* Input data *

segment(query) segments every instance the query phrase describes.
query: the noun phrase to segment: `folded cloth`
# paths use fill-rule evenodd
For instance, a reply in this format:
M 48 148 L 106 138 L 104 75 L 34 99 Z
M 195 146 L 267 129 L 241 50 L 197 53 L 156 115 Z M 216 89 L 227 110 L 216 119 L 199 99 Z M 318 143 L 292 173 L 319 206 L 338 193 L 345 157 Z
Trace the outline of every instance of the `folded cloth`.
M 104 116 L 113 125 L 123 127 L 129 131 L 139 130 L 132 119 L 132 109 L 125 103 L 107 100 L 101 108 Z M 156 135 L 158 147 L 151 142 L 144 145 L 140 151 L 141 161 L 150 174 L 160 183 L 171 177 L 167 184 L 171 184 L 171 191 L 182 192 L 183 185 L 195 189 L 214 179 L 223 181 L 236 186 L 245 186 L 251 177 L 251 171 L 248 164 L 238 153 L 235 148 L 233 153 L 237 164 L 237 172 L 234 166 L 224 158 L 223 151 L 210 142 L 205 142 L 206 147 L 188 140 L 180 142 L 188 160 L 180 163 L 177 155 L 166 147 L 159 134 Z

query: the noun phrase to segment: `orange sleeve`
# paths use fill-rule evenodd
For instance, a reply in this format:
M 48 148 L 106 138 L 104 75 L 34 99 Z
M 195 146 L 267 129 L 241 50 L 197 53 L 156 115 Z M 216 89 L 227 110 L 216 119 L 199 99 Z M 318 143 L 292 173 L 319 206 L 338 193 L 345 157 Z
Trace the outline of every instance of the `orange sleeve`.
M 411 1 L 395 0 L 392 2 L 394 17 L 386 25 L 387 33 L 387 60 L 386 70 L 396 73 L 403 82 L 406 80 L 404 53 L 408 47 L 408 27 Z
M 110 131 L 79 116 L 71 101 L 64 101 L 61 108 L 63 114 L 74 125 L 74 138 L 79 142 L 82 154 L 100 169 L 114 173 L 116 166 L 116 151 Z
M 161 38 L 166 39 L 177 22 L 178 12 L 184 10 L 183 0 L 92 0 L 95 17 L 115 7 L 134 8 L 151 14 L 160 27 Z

* Written request *
Copy all of the material above line for line, leaving every character unchanged.

* Response to this exercise *
segment(query) segments every instance the query phrase describes.
query: the noun phrase to segment: `folded cloth`
# paths use fill-rule evenodd
For instance, a reply in this format:
M 48 148 L 106 138 L 104 75 L 34 99 Z
M 195 146 L 267 129 L 241 50 L 197 53 L 156 115 Z M 216 89 L 227 110 L 216 119 L 199 99 Z M 318 143 L 292 173 L 319 206 L 338 193 L 345 157 Z
Trace the outline of every instance of the `folded cloth`.
M 104 116 L 113 125 L 123 127 L 129 131 L 139 130 L 132 119 L 132 109 L 125 103 L 107 100 L 101 108 Z M 156 135 L 158 147 L 151 142 L 144 145 L 140 151 L 141 161 L 150 174 L 160 183 L 171 177 L 167 184 L 171 184 L 171 191 L 182 192 L 183 185 L 195 189 L 214 179 L 223 181 L 236 186 L 245 186 L 251 177 L 251 171 L 248 164 L 238 153 L 235 148 L 233 153 L 237 164 L 237 172 L 234 166 L 224 158 L 223 151 L 210 142 L 205 142 L 206 147 L 188 140 L 180 142 L 188 160 L 180 163 L 177 155 L 166 147 L 159 134 Z

query: the noun phrase to segment: `orange sleeve`
# paths use fill-rule evenodd
For instance, a reply in this format:
M 48 148 L 106 138 L 104 75 L 34 99 Z
M 195 146 L 267 129 L 241 50 L 197 53 L 156 115 Z M 216 89 L 227 110 L 216 119 L 199 99 Z M 318 143 L 292 173 L 319 206 L 338 193 L 345 157 Z
Trace the outline of every instance of the `orange sleeve`.
M 411 1 L 395 0 L 392 2 L 394 17 L 386 25 L 387 33 L 387 60 L 386 70 L 396 73 L 403 82 L 406 80 L 404 53 L 408 47 L 408 27 Z
M 110 131 L 79 116 L 71 101 L 64 101 L 61 108 L 63 114 L 74 125 L 74 138 L 79 142 L 82 154 L 100 169 L 114 173 L 116 166 L 116 151 Z
M 161 38 L 166 39 L 177 22 L 178 12 L 184 10 L 183 0 L 92 0 L 95 17 L 115 7 L 134 8 L 151 14 L 160 27 Z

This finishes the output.